- **WRITTEN PROBLEM**: The listing must be reproduced in full, exactly as it stands.

-- Start of INFORMATION GIVEN --

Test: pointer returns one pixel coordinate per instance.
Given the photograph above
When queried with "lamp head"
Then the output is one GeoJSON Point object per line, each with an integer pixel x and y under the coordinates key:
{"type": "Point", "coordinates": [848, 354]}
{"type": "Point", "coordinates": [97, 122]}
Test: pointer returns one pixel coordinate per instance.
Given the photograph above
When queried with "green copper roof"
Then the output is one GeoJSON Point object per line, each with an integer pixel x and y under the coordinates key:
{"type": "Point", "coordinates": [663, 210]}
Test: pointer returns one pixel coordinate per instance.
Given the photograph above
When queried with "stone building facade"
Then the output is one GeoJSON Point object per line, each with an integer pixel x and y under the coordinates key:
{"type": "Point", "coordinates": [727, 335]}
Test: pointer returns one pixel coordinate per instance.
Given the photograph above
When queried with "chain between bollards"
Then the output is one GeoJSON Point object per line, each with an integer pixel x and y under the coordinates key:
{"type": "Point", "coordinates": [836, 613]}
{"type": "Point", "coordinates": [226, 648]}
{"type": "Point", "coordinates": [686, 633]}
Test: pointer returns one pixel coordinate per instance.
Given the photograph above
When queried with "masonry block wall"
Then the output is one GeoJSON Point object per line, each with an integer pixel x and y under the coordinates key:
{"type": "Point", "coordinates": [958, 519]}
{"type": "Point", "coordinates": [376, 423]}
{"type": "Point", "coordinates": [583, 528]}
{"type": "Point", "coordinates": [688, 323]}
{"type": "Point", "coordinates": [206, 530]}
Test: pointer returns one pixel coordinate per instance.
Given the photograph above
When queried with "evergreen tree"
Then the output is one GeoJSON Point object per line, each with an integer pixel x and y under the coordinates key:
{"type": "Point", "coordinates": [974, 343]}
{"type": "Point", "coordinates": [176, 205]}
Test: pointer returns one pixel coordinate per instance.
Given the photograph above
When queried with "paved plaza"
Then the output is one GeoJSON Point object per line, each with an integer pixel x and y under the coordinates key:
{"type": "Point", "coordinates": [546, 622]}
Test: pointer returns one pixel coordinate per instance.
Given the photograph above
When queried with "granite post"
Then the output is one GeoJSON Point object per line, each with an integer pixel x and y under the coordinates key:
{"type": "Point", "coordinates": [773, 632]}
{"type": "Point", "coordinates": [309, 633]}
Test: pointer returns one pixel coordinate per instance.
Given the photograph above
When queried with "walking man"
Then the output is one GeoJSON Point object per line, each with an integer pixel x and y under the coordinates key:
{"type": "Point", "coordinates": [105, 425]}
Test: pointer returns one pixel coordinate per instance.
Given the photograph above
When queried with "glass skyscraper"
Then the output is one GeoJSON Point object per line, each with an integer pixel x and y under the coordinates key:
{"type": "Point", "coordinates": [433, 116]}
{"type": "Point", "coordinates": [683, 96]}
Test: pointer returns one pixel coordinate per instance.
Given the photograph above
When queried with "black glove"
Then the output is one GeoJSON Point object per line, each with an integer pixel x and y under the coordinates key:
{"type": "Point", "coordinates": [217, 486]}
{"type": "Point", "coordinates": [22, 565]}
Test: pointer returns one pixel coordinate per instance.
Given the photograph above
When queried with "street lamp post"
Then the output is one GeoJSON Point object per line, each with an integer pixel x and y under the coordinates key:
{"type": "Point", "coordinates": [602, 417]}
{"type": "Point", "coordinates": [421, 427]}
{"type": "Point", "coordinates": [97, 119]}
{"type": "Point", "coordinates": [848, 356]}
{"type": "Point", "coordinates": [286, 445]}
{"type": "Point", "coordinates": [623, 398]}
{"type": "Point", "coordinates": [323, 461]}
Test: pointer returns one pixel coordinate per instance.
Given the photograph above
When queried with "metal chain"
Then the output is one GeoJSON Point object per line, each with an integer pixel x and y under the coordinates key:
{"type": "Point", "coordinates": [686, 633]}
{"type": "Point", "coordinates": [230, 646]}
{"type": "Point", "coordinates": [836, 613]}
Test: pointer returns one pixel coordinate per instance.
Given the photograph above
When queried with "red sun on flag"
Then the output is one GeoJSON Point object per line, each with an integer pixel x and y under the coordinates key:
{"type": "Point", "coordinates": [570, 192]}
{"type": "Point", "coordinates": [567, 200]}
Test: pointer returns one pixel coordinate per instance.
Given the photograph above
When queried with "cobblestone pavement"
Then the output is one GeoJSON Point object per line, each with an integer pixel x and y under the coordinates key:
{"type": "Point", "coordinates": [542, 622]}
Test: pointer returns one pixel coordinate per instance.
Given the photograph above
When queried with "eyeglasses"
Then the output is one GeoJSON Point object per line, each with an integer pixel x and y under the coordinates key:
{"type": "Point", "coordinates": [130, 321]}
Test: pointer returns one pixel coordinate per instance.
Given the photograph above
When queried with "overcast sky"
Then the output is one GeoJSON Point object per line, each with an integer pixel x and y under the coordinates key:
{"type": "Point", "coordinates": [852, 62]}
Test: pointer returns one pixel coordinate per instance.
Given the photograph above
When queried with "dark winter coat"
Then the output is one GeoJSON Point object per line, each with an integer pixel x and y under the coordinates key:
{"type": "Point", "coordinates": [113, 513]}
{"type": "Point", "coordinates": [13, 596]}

-- End of INFORMATION GIVEN --

- **SOLUTION BELOW**:
Test: pointer returns one pixel coordinate per instance.
Given the photograph above
When queried with "lamp head"
Then the output is one GeoJSON Point object per line, each with an integer pixel x and y under the coordinates key:
{"type": "Point", "coordinates": [848, 354]}
{"type": "Point", "coordinates": [97, 122]}
Test: pointer returns one pixel coordinate per instance.
Given the photograph above
When queried with "green copper roof"
Then the output is one GeoJSON Point object per line, each with an integer pixel x and y under the coordinates key:
{"type": "Point", "coordinates": [663, 210]}
Test: pointer returns one pixel coordinate per instance.
Given the photograph above
When queried with "stone building facade"
Then the output is one GeoJSON Point object per line, each with an integer pixel x and y under the coordinates key:
{"type": "Point", "coordinates": [727, 335]}
Test: pointer returns one pixel coordinate per instance.
Given the photograph above
When queried with "chain between bollards"
Then the output is one GeoJSON Point object per line, each with an integer pixel x and y under the coordinates key:
{"type": "Point", "coordinates": [836, 613]}
{"type": "Point", "coordinates": [226, 648]}
{"type": "Point", "coordinates": [686, 633]}
Test: pointer returns one pixel coordinate per instance.
Given the photograph above
When queried with "masonry block wall"
Then the output is one GeoJSON Point object per line, each with an integer pixel x and y under the coordinates key:
{"type": "Point", "coordinates": [958, 519]}
{"type": "Point", "coordinates": [376, 423]}
{"type": "Point", "coordinates": [583, 528]}
{"type": "Point", "coordinates": [688, 323]}
{"type": "Point", "coordinates": [206, 530]}
Test: pointer returns one pixel coordinate per instance.
Given the photograph above
When queried with "evergreen tree"
Then the output is one GeoJSON Point object per line, each with an integer pixel x and y under the coordinates key:
{"type": "Point", "coordinates": [974, 343]}
{"type": "Point", "coordinates": [176, 205]}
Test: pointer returns one pixel coordinate per instance.
Given the photograph above
When queried with "paved plaza"
Then the output is one GeoJSON Point object per line, each with an integer pixel x and y under the coordinates key:
{"type": "Point", "coordinates": [546, 622]}
Test: pointer returns one pixel coordinate per instance.
Given the photograph above
When queried with "granite post"
Then the output is one GeoJSON Point object per line, each with an integer pixel x and y under the coordinates key:
{"type": "Point", "coordinates": [773, 632]}
{"type": "Point", "coordinates": [309, 633]}
Test: pointer returns one pixel coordinate per instance.
Given the photograph above
When queried with "walking man"
Then the output is one GeoJSON Point object per line, each with an integer pixel x and y under the coordinates key:
{"type": "Point", "coordinates": [105, 425]}
Test: pointer returns one pixel coordinate per instance.
Given the photograph above
When queried with "glass skyscraper"
Then the output is one GeoJSON Point object per line, each with an integer pixel x and y under the coordinates key:
{"type": "Point", "coordinates": [433, 116]}
{"type": "Point", "coordinates": [683, 96]}
Test: pointer returns one pixel coordinate per instance.
Given the photograph above
When queried with "black glove"
Then the output is one GeoJSON Point object per line, each with an integer pixel x and y under the coordinates key:
{"type": "Point", "coordinates": [217, 486]}
{"type": "Point", "coordinates": [22, 565]}
Test: pointer returns one pixel coordinate per instance.
Given the photograph above
When queried with "street lamp post"
Then the output is one GeoJSON Point object per line, each with an integer pixel x and y under the coordinates key:
{"type": "Point", "coordinates": [602, 417]}
{"type": "Point", "coordinates": [421, 427]}
{"type": "Point", "coordinates": [97, 119]}
{"type": "Point", "coordinates": [848, 356]}
{"type": "Point", "coordinates": [286, 445]}
{"type": "Point", "coordinates": [623, 398]}
{"type": "Point", "coordinates": [323, 461]}
Test: pointer returns one pixel coordinate per instance.
Given the photograph above
When queried with "metal chain"
Then the output is one GeoJSON Point object per line, each with an integer pixel x and y under the coordinates key:
{"type": "Point", "coordinates": [686, 633]}
{"type": "Point", "coordinates": [230, 646]}
{"type": "Point", "coordinates": [836, 613]}
Test: pointer returns one pixel coordinate per instance.
Given the photograph above
When queried with "red sun on flag"
Then the output is one GeoJSON Point object per line, each with an integer pixel x and y under the coordinates key:
{"type": "Point", "coordinates": [570, 192]}
{"type": "Point", "coordinates": [567, 200]}
Test: pointer returns one pixel coordinate per instance.
Given the photograph above
When queried with "cobblestone pavement"
Then the output is one GeoJSON Point object per line, each with an integer pixel x and y under the coordinates key:
{"type": "Point", "coordinates": [542, 622]}
Test: pointer returns one pixel coordinate per instance.
Given the photograph above
When queried with "eyeglasses"
Then the output is one GeoJSON Point object per line, each with an integer pixel x and y under the coordinates key:
{"type": "Point", "coordinates": [130, 321]}
Test: pointer returns one pixel coordinate per instance.
Given the photograph above
When queried with "overcast sky"
Then the output is one GeoJSON Point object per line, each with an integer pixel x and y under the coordinates key:
{"type": "Point", "coordinates": [852, 62]}
Test: pointer returns one pixel coordinate per instance.
Given the photograph above
When queried with "dark winter coat"
Then the output is one GeoJSON Point object per line, each with an integer pixel x and y under the coordinates key:
{"type": "Point", "coordinates": [113, 513]}
{"type": "Point", "coordinates": [13, 596]}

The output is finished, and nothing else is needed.